§ Extrait fourni
-- -- --

Comme tous les hommes qui dans le grand siècle de notre littérature ont tenu la plume sans faire métier d’écrire, l’archevêque d’Aix a le style ferme et net, la phrase de pleine venue, le mot vif et pénétrant ; il excelle à tracer le portrait, sans doute avec moins de verve et d’éclat que Saint-Simon, — car ce grand peintre n’a point de rival dans notre langue. — mais avec plus de vérité peut-être, parce qu’il a moins de préjugés, moins de passion, et qu’il sait, par une longue pratique des affaires, qu’en fait de vertus publiques ou privées il ne faut demander aux hommes que ce qu’ils peuvent donner. Ce qu’il dit, entre autres, du prince de Conti, du chevalier de Lorraine, d’Henriette d’Angleterre, d’Anne et de Marie-Thérèse d’Autriche, de Mazarin, de Monsieur, mérite d’être recueilli par l’histoire.

-- -- --

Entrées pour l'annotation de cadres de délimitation
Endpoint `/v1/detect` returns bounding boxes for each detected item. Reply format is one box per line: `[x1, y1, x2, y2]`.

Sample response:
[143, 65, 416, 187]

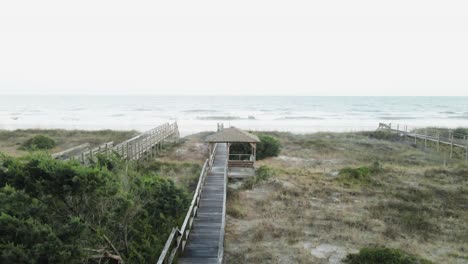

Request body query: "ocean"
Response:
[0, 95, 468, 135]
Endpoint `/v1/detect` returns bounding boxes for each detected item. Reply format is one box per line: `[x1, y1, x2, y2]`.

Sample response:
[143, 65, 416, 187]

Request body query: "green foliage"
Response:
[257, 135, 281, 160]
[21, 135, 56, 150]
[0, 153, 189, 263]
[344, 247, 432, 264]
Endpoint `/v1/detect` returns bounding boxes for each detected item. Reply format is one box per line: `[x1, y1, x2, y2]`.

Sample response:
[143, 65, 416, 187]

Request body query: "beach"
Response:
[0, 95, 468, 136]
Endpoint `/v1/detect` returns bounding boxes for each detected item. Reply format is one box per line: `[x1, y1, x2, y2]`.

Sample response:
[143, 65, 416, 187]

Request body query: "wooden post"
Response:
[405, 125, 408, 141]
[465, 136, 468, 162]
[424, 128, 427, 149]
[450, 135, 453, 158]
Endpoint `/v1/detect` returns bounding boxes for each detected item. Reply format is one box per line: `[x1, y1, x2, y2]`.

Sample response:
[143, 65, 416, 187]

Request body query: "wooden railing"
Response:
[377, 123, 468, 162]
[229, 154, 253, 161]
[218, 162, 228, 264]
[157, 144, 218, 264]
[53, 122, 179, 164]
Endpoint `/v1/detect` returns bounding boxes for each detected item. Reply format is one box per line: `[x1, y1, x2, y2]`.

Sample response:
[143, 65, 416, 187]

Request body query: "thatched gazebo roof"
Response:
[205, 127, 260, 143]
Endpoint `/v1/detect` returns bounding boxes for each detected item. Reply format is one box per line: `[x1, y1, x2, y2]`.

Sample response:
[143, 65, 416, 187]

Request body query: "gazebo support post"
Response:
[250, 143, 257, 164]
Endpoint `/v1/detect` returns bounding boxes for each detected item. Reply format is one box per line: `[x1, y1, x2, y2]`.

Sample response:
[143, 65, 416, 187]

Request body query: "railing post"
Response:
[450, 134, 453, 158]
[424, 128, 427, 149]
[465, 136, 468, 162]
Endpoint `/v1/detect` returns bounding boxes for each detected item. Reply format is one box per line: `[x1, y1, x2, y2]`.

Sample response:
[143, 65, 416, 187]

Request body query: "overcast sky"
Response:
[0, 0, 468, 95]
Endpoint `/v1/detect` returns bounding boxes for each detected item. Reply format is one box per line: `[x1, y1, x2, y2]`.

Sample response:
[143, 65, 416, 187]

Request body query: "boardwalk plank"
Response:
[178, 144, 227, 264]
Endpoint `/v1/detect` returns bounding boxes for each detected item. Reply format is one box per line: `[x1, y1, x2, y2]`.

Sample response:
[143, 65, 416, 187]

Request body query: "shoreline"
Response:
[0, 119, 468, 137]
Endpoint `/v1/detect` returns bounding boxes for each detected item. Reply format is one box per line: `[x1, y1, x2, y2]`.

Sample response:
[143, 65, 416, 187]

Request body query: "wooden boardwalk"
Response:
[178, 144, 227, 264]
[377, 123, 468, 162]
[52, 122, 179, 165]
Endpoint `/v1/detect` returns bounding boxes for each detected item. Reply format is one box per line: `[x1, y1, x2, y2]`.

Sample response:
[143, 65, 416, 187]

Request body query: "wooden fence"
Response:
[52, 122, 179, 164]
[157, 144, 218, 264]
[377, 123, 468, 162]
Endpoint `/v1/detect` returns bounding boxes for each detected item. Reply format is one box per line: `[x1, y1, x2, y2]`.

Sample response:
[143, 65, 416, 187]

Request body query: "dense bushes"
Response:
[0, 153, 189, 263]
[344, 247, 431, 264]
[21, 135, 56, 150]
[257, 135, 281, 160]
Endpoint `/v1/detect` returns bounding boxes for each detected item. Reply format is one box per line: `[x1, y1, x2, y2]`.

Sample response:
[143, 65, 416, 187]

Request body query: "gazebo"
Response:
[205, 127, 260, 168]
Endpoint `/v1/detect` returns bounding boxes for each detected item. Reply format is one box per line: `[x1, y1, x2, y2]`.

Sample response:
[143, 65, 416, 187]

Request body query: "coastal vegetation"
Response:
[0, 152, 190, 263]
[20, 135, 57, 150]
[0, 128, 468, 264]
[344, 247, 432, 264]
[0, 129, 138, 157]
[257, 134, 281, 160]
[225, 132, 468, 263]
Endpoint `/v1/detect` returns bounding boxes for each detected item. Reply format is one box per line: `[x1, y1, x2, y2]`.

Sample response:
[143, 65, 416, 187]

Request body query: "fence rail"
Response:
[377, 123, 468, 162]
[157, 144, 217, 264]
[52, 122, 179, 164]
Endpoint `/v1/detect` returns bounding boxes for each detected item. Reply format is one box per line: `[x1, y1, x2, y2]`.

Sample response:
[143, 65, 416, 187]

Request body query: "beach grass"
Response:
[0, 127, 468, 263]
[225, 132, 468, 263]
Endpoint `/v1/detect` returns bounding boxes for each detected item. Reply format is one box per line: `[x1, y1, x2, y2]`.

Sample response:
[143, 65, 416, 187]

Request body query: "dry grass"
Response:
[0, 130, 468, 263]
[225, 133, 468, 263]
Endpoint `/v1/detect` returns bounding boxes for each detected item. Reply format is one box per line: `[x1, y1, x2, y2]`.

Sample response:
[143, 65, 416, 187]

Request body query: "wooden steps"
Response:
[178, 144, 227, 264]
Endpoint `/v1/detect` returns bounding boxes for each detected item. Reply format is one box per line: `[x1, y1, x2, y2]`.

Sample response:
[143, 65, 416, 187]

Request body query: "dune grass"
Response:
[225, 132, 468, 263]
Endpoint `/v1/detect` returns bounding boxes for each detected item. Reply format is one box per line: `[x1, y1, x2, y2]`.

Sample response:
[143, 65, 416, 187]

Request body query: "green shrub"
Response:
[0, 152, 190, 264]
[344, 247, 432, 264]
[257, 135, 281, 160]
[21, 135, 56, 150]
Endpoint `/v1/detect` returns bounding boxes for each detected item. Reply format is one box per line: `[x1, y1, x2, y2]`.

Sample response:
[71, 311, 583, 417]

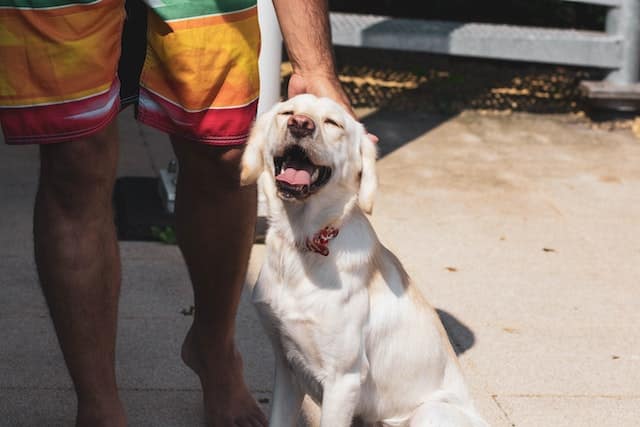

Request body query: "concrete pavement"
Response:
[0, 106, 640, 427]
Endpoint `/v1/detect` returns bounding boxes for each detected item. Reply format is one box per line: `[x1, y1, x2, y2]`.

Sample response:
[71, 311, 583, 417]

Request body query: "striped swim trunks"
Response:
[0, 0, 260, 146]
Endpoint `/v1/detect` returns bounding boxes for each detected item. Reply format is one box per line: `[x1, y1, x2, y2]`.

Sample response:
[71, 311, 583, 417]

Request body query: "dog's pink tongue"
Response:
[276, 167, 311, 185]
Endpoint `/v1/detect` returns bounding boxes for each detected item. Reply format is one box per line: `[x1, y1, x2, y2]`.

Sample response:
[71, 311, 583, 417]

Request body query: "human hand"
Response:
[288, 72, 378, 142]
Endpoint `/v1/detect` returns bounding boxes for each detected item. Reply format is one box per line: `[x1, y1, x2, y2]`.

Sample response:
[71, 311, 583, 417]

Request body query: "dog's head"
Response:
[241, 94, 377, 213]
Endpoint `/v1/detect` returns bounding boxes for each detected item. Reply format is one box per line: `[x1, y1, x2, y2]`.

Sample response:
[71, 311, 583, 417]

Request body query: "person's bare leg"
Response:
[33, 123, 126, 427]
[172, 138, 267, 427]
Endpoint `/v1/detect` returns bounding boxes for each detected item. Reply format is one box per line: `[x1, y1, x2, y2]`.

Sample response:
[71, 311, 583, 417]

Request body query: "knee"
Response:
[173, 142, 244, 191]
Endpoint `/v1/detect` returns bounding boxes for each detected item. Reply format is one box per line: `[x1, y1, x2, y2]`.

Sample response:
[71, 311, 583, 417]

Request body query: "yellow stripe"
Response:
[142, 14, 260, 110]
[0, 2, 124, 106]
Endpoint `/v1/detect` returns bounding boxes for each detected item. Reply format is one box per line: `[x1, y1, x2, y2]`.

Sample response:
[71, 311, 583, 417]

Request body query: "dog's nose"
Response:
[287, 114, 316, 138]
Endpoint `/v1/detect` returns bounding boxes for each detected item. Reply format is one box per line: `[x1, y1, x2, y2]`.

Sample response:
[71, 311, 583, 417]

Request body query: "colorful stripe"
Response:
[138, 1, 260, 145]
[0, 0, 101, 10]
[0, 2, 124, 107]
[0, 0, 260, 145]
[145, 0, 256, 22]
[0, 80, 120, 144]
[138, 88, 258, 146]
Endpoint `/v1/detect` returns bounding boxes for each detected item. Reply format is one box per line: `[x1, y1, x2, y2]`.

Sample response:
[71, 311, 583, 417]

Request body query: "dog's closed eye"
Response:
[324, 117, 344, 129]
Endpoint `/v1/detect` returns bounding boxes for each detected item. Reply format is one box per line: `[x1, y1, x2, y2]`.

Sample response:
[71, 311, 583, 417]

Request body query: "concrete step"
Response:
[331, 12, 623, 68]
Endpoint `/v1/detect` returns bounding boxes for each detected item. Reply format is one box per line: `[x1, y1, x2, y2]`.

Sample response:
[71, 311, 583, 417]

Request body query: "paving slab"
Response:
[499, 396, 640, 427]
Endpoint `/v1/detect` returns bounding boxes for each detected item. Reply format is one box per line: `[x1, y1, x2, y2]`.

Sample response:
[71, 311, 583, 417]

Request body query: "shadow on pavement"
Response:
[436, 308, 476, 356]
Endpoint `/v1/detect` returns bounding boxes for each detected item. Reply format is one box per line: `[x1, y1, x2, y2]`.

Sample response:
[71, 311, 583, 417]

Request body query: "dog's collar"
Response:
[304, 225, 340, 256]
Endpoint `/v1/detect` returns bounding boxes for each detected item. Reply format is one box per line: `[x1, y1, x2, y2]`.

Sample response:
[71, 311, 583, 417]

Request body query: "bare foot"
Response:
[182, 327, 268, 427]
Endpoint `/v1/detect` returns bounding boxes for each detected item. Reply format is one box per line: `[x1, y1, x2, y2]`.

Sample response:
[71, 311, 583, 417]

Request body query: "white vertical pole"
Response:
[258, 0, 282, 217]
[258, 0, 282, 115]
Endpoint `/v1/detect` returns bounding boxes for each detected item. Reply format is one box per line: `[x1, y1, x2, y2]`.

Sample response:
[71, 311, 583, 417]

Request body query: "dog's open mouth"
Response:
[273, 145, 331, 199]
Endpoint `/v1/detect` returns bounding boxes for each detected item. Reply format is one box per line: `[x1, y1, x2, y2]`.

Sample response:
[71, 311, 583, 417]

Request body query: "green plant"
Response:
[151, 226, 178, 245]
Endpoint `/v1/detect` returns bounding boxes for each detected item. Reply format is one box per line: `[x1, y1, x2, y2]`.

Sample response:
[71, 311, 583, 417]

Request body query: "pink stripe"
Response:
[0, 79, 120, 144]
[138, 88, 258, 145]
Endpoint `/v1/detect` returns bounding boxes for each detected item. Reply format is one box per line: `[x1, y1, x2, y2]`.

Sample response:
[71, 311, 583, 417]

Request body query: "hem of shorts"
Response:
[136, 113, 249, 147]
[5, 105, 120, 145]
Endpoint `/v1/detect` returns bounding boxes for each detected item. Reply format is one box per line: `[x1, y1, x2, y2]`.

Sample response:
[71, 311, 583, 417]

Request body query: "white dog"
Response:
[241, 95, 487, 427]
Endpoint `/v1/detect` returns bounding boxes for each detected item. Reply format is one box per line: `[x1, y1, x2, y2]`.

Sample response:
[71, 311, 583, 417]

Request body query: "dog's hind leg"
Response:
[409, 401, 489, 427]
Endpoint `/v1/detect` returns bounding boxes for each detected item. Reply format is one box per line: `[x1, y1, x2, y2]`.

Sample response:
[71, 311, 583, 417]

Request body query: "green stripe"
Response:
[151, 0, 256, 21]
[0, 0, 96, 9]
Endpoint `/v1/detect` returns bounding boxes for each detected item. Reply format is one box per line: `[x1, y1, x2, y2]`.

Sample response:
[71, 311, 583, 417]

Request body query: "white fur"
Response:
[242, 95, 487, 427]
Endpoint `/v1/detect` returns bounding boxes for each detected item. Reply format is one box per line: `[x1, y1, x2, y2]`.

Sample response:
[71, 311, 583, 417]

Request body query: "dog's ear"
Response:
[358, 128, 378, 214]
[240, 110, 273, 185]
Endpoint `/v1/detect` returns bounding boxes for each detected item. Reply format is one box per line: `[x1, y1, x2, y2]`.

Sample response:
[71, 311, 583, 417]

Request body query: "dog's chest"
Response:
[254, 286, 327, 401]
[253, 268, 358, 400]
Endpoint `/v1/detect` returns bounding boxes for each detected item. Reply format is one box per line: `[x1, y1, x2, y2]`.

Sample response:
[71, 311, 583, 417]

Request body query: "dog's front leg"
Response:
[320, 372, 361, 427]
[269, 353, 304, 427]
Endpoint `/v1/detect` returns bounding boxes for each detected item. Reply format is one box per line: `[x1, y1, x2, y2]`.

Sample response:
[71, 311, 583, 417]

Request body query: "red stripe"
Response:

-- -- --

§ Consigne 1
Recopiez l'extrait depuis « Comme tous les » jusqu'à « recueilli par l’histoire. » inclus, en remplaçant « Mazarin » par « Richelieu ».
§ Consigne 2
Exprimez sous forme de liste JSON de chaînes les lignes des enregistrements, du début jusqu'à la ligne contenant « [0, 95, 468, 135] » incluse, à raison d'une chaîne par ligne. Omettez les lignes vides et les images.
L'extrait et les enregistrements n'ont aucun rapport entre eux.

§ Corrigé 1
Comme tous les hommes qui dans le grand siècle de notre littérature ont tenu la plume sans faire métier d’écrire, l’archevêque d’Aix a le style ferme et net, la phrase de pleine venue, le mot vif et pénétrant ; il excelle à tracer le portrait, sans doute avec moins de verve et d’éclat que Saint-Simon, — car ce grand peintre n’a point de rival dans notre langue. — mais avec plus de vérité peut-être, parce qu’il a moins de préjugés, moins de passion, et qu’il sait, par une longue pratique des affaires, qu’en fait de vertus publiques ou privées il ne faut demander aux hommes que ce qu’ils peuvent donner. Ce qu’il dit, entre autres, du prince de Conti, du chevalier de Lorraine, d’Henriette d’Angleterre, d’Anne et de Marie-Thérèse d’Autriche, de Richelieu, de Monsieur, mérite d’être recueilli par l’histoire.

§ Corrigé 2
[
  "Endpoint `/v1/detect` returns bounding boxes for each detected item. Reply format is one box per line: `[x1, y1, x2, y2]`.",
  "Sample response:",
  "[143, 65, 416, 187]",
  "Request body query: \"ocean\"",
  "Response:",
  "[0, 95, 468, 135]"
]